▶ Given request
How many lines in the records below contain the string "dirt"? Reply with the number only.
────
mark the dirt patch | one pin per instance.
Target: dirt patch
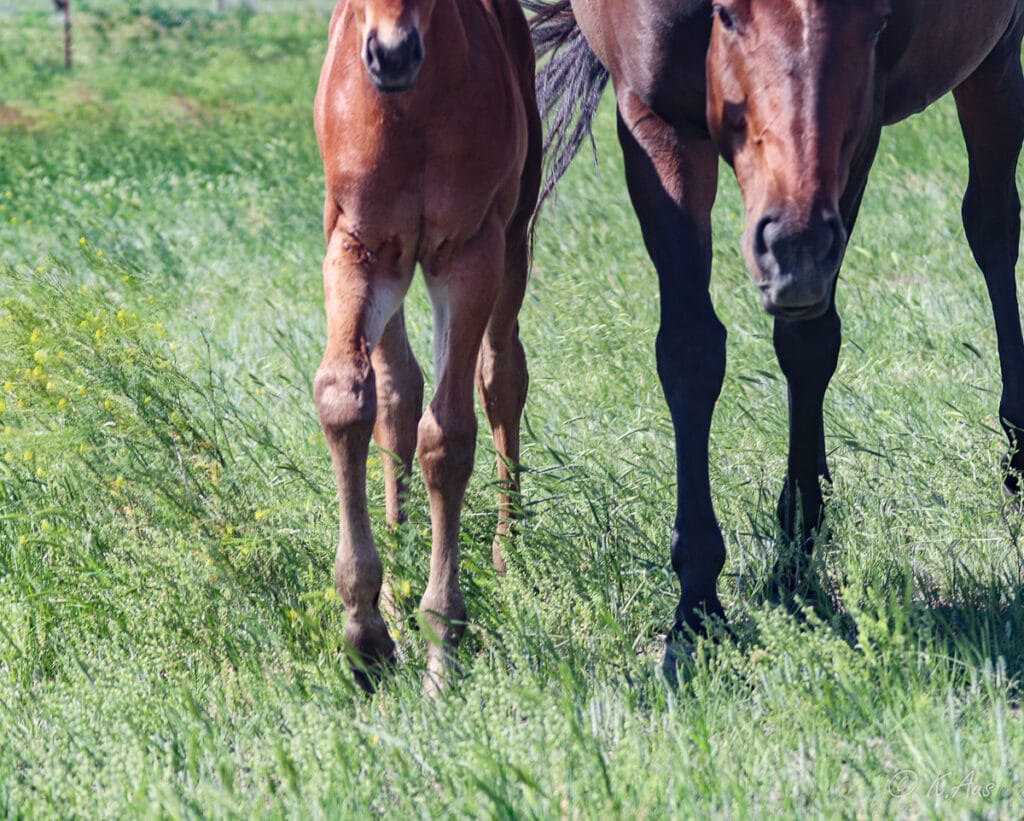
(11, 118)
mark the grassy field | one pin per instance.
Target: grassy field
(169, 633)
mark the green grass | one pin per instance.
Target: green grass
(170, 641)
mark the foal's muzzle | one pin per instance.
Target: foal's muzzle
(393, 62)
(797, 264)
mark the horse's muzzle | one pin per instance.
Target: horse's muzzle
(797, 267)
(393, 62)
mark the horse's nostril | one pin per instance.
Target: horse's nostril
(417, 48)
(767, 233)
(372, 52)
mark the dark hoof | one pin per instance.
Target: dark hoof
(371, 653)
(1011, 483)
(708, 621)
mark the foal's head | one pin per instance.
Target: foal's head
(391, 33)
(791, 92)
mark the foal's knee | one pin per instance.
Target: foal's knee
(346, 400)
(446, 447)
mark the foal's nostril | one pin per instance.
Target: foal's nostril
(766, 233)
(825, 236)
(372, 53)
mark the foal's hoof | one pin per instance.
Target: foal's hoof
(680, 644)
(371, 652)
(1011, 483)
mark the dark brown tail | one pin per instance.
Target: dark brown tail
(568, 86)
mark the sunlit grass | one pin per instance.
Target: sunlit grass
(170, 640)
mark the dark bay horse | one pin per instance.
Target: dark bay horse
(428, 128)
(794, 94)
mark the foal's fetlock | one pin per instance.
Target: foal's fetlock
(443, 633)
(801, 514)
(371, 650)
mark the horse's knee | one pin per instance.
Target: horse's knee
(502, 376)
(446, 448)
(346, 400)
(808, 349)
(691, 362)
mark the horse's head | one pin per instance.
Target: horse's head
(791, 86)
(391, 33)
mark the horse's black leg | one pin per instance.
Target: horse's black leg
(990, 104)
(808, 353)
(672, 178)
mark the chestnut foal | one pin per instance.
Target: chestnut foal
(431, 144)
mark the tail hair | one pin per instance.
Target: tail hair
(569, 86)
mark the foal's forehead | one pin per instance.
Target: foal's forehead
(811, 8)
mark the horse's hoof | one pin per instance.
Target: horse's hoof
(371, 652)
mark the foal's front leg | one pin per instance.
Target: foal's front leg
(359, 299)
(672, 173)
(399, 403)
(463, 298)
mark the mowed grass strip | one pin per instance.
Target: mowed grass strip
(170, 640)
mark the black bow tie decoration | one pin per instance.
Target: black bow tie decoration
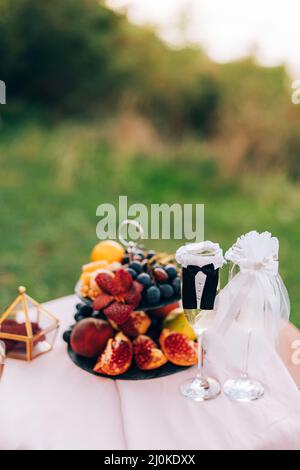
────
▶ Result of this exercise
2